- [Saved entries]
==================================================

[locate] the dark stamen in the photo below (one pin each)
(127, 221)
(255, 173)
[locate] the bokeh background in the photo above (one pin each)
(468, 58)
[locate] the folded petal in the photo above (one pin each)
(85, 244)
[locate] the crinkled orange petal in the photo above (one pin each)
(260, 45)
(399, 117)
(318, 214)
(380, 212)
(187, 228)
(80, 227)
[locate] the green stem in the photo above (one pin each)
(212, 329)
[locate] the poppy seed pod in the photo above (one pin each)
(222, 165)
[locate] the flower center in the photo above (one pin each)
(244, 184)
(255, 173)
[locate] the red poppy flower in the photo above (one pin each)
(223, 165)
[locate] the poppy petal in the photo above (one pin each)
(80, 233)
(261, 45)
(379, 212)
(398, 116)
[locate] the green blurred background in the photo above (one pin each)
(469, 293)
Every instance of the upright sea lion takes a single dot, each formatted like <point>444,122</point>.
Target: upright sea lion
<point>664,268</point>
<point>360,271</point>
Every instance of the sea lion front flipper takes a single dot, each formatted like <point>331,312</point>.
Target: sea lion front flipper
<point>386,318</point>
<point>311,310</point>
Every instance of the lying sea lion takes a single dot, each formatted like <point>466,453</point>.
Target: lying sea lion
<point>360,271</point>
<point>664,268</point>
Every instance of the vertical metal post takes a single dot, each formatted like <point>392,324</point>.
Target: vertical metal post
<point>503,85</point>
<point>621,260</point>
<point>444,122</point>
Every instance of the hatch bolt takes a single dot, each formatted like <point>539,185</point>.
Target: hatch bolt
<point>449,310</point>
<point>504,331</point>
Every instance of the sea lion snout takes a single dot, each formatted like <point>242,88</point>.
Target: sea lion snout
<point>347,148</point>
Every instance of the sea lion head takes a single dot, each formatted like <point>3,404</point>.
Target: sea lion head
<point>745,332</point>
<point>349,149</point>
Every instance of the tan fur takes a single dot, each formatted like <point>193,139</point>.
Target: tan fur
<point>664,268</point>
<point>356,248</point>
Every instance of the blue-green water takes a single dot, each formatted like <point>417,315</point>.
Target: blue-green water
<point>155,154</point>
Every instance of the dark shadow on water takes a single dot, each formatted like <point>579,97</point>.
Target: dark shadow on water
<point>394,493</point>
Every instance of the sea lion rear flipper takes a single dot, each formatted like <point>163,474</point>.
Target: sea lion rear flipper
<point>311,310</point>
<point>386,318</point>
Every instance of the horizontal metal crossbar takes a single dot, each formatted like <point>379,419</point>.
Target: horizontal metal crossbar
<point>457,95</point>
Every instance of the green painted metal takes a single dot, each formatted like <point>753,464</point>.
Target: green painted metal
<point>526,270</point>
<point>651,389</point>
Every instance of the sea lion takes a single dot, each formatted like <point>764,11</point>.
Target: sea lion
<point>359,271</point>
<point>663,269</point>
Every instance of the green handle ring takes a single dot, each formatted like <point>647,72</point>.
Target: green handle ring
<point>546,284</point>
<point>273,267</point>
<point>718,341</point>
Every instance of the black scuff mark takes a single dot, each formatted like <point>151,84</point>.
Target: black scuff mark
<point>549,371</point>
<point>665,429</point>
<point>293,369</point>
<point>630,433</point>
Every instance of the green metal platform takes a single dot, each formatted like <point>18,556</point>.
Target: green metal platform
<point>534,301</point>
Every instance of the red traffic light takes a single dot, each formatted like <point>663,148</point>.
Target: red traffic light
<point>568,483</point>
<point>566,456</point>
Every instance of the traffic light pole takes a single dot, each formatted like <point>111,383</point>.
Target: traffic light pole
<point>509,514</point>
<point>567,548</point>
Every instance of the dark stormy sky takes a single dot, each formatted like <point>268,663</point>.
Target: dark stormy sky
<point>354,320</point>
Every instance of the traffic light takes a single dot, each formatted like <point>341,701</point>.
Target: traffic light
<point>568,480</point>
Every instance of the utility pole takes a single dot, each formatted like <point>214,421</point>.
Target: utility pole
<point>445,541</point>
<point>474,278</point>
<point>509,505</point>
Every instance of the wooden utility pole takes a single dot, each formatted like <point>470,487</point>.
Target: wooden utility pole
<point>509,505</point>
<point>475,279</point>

==================================================

- [Instructions for the task]
Your task is to restate every record word for word.

- [Exercise solution]
[locate] the dark stamen in the photo below (one pin each)
(127, 221)
(255, 173)
[locate] the bokeh background in the photo above (one pin each)
(468, 58)
[locate] the folded petal in the photo above (one pin each)
(85, 244)
[locate] the crinkled orange petal in the photo above (one pin each)
(260, 45)
(399, 117)
(318, 214)
(380, 212)
(187, 228)
(80, 227)
[locate] the green stem in the photo above (one pin each)
(212, 329)
[locate] the poppy seed pod in the photo above (one pin each)
(222, 165)
[locate] the flower center in the photo above (one pin each)
(244, 184)
(255, 173)
[locate] the red poppy flower in the photo above (one pin each)
(223, 165)
[locate] the poppy petal in the photo above (one pin each)
(80, 233)
(261, 45)
(379, 212)
(398, 116)
[locate] the green blurred background in the photo above (one pin each)
(469, 293)
Every instance of the upright sea lion takes a single dot, each formatted like <point>444,122</point>.
Target: upright sea lion
<point>664,268</point>
<point>360,271</point>
Every instance of the sea lion front flipper takes a single dot, each formatted like <point>331,312</point>.
Target: sea lion front flipper
<point>386,318</point>
<point>311,310</point>
Every instance of the lying sea lion takes a single dot, each formatted like <point>466,453</point>.
Target: lying sea lion
<point>360,271</point>
<point>664,268</point>
Every instance of the vertical metal post takes a single dot, each formatted like <point>392,324</point>.
Target: vertical metal post
<point>503,85</point>
<point>621,260</point>
<point>444,122</point>
Every instance of the hatch bolt takes a single dot, each formatted like <point>539,185</point>.
Target: hatch bolt
<point>449,310</point>
<point>504,331</point>
Every instance of the sea lion snout takes a single dot, each formatted like <point>242,88</point>.
Target: sea lion snout
<point>347,148</point>
Every instance of the sea lion head takes a single dot, each formatted like <point>3,404</point>.
Target: sea lion head
<point>745,332</point>
<point>349,149</point>
Every instance of the tan fur takes a single dot, each formatted like <point>193,139</point>.
Target: tan fur
<point>664,268</point>
<point>356,248</point>
Every instance of the blue-green water takes a single dot, each formatted like <point>417,315</point>.
Target: blue-green water
<point>155,154</point>
Every instance of the dark shadow on water takes a single dot, each formatted like <point>579,97</point>.
Target: dark shadow on water
<point>394,493</point>
Every instance of the sea lion rear flipper takes a single dot, each formatted like <point>163,474</point>.
Target: sea lion rear flipper
<point>311,310</point>
<point>386,318</point>
Every instance of the horizontal metal crossbar takes a single dot, each formatted like <point>379,419</point>.
Target: horizontal metal crossbar
<point>457,95</point>
Every instance of the green painted metal takes a single dot, each formatted like <point>753,464</point>.
Target: green painted metal
<point>526,270</point>
<point>651,389</point>
Every instance of the sea lion takes a single dot, each formatted like <point>764,11</point>.
Target: sea lion
<point>359,271</point>
<point>663,269</point>
Every instance of the green handle ring takes a single dot, each formatted like <point>647,72</point>.
Target: green handle ring
<point>546,284</point>
<point>273,267</point>
<point>718,341</point>
Every instance of the black scuff mark takes a single dot, each formatted like <point>151,84</point>.
Target: black scuff mark
<point>549,371</point>
<point>665,429</point>
<point>293,369</point>
<point>630,433</point>
Every instance of the green metal platform takes a single dot, each formatted like <point>18,556</point>.
Target: green metal platform
<point>534,301</point>
Every instance of the red traffic light takes a single dot, each formatted like <point>663,148</point>.
Target: red traffic light
<point>568,483</point>
<point>566,456</point>
Every instance of the traffic light pole takes a single dot, each formatted like <point>111,383</point>.
Target: traffic light pole
<point>509,514</point>
<point>567,548</point>
Every instance of the dark stormy sky takes a single dot, each formatted like <point>268,663</point>.
Target: dark stormy sky
<point>354,320</point>
Every instance of the traffic light takes a single dot, each formatted like <point>341,701</point>.
Target: traffic light
<point>568,480</point>
Every instance of the utility pole takes a single dot, each formatted like <point>214,421</point>.
Target: utility pole
<point>445,541</point>
<point>474,278</point>
<point>509,505</point>
Every instance of the wooden utility pole takes a single dot, each formatted like <point>470,487</point>.
Target: wooden utility pole
<point>509,505</point>
<point>475,279</point>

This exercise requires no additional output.